▶ [Your instructions] Write out the stretch of entries from their start through the line containing "Target: algae-covered rock", copying each line exactly and including that line. Leave the pictures out.

§ §

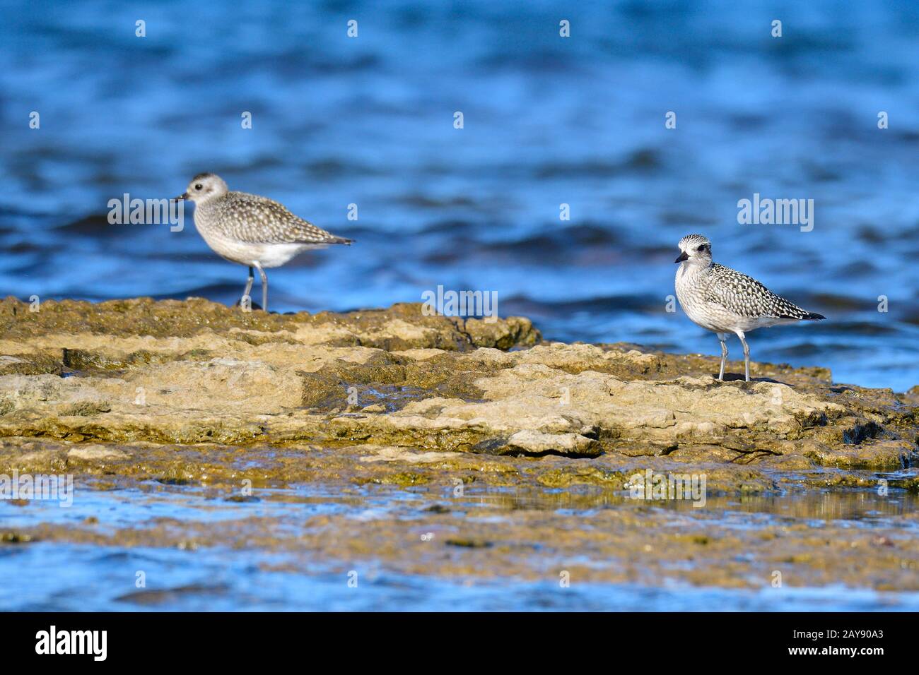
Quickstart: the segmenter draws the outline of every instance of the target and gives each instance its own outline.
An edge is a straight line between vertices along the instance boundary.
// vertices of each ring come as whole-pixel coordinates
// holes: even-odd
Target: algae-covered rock
[[[766,364],[753,382],[718,382],[713,358],[542,343],[521,318],[404,304],[266,315],[199,298],[30,312],[7,298],[0,323],[6,436],[581,457],[714,447],[718,461],[877,469],[916,457],[907,395]]]

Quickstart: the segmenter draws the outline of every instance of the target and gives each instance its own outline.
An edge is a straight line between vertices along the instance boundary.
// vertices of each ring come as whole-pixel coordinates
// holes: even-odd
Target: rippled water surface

§ §

▶ [Solution below]
Quickstart: the segmenter draws the outline of every instance of the target and gives each instance its own outline.
An edge is a straight line between vertices along the instance boundary.
// vertices of each ring come as whole-pixel coordinates
// holes: even-odd
Target: algae-covered rock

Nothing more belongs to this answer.